Sarebbe giusto e certamente non senza utilità permettere una certa analisi dell'istituto parrocchia nella linea giuridica tradizionale e nella realtà pastorale del nostro tempo. Ma anche un'analisi ridotta semplicemente ai livelli di constatazione pura e semplice sulla base dell'esperienza ormai visibile a tutti, non può non manifestare una urgente necessita di ricerca di rinnovamento e d'inventiva di parrocchialità diversa.
Se la Chiesa anche da noi è « missionaria» è inevitabile la scoperta di modi e di rapporti capaci di ottenere la sua presenza fra la nostra gente e nel nostro momento nelle condizioni più chiare e libere di testimonianza e di annuncio.
Pensiamo che il rapporto tra Fede e popolo, raccolto e realizzato dalla Chiesa, debba assolutamente essere liberato da intenzionalismi, da programmazioni, da organizzazioni, ecc., rapporti pastorali buoni soltanto a creare separazioni, differenze, lontananze, divisioni.

*Estratto dei dati*
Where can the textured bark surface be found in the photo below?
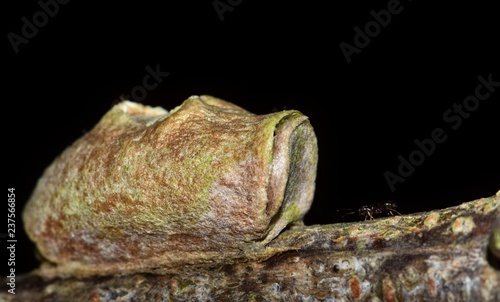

*Consegna A*
Copia fedelmente la parte del brano sulla parrocchia che si apre con le parole contenenti "Sarebbe giusto e" e si chiude con "e di annuncio.".
*Consegna B*
Secondo il brano sulla parrocchia, perché il rapporto tra Fede e popolo deve essere liberato da intenzionalismi, programmazioni e organizzazioni? Rispondi in una o due frasi.

*Risultato dell'esercizio A*
Sarebbe giusto e certamente non senza utilità permettere una certa analisi dell'istituto parrocchia nella linea giuridica tradizionale e nella realtà pastorale del nostro tempo. Ma anche un'analisi ridotta semplicemente ai livelli di constatazione pura e semplice sulla base dell'esperienza ormai visibile a tutti, non può non manifestare una urgente necessita di ricerca di rinnovamento e d'inventiva di parrocchialità diversa.
Se la Chiesa anche da noi è « missionaria» è inevitabile la scoperta di modi e di rapporti capaci di ottenere la sua presenza fra la nostra gente e nel nostro momento nelle condizioni più chiare e libere di testimonianza e di annuncio.

*Risultato dell'esercizio B*
Deve esserne liberato perché si tratta di rapporti pastorali buoni soltanto a creare separazioni, differenze, lontananze e divisioni.